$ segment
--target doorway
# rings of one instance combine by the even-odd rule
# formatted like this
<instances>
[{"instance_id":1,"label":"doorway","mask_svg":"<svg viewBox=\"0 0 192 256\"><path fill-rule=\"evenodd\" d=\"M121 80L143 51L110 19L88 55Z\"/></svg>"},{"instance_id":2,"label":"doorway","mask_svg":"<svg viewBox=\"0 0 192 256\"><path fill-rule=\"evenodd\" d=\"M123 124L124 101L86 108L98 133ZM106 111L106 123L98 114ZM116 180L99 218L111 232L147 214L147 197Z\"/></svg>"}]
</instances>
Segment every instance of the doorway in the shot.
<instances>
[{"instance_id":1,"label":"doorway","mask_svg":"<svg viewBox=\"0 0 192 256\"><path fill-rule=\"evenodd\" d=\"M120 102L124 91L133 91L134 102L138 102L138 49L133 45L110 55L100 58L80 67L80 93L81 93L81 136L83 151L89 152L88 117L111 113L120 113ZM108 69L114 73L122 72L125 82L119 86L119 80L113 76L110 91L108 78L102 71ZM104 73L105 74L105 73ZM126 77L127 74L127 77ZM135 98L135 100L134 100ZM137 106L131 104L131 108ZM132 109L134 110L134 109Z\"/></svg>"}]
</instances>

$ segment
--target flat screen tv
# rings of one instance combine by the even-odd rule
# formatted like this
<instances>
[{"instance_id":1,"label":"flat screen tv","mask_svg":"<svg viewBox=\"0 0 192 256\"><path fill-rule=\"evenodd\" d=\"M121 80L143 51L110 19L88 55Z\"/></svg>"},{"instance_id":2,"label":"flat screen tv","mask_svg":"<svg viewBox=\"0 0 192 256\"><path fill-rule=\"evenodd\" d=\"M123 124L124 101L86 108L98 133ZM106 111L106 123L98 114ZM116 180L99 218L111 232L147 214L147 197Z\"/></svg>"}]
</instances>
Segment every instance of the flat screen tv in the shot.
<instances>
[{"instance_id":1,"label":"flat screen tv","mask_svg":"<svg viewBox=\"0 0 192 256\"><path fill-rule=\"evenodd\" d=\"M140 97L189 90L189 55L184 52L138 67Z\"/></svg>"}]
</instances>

• Your instructions: Please put every line of the items above into one numbered list, leaving out any blank lines.

• Written reply:
1. $ segment
2. --target doorway
3. # rings of one instance combine by the even-odd rule
4. # formatted like this
5. <instances>
6. [{"instance_id":1,"label":"doorway","mask_svg":"<svg viewBox=\"0 0 192 256\"><path fill-rule=\"evenodd\" d=\"M121 80L143 51L110 19L88 55Z\"/></svg>"},{"instance_id":2,"label":"doorway","mask_svg":"<svg viewBox=\"0 0 192 256\"><path fill-rule=\"evenodd\" d=\"M123 124L124 101L86 108L98 133ZM106 111L106 123L98 114ZM116 180L99 218L111 232L147 214L147 197Z\"/></svg>"}]
7. </instances>
8. Segment every instance of the doorway in the shot.
9. <instances>
10. [{"instance_id":1,"label":"doorway","mask_svg":"<svg viewBox=\"0 0 192 256\"><path fill-rule=\"evenodd\" d=\"M120 102L124 91L133 91L134 102L138 102L138 49L133 45L110 55L100 58L80 67L80 93L81 93L81 136L83 151L89 152L88 117L111 113L120 113ZM108 69L114 73L122 72L125 82L119 86L119 80L113 76L110 91L108 78L102 71ZM104 73L105 74L105 73ZM126 77L127 74L127 77ZM135 98L135 100L134 100ZM137 106L131 104L131 108ZM132 109L134 110L134 109Z\"/></svg>"}]
11. </instances>
12. $ segment
13. --target flat screen tv
14. # rings of one instance combine by the even-odd rule
15. # formatted like this
16. <instances>
17. [{"instance_id":1,"label":"flat screen tv","mask_svg":"<svg viewBox=\"0 0 192 256\"><path fill-rule=\"evenodd\" d=\"M121 80L143 51L110 19L88 55Z\"/></svg>"},{"instance_id":2,"label":"flat screen tv","mask_svg":"<svg viewBox=\"0 0 192 256\"><path fill-rule=\"evenodd\" d=\"M123 124L124 101L86 108L98 133ZM106 111L106 123L98 114ZM116 180L99 218L111 232L147 214L147 197Z\"/></svg>"}]
18. </instances>
19. Segment every instance of the flat screen tv in the shot.
20. <instances>
21. [{"instance_id":1,"label":"flat screen tv","mask_svg":"<svg viewBox=\"0 0 192 256\"><path fill-rule=\"evenodd\" d=\"M140 97L189 90L189 55L184 52L138 67Z\"/></svg>"}]
22. </instances>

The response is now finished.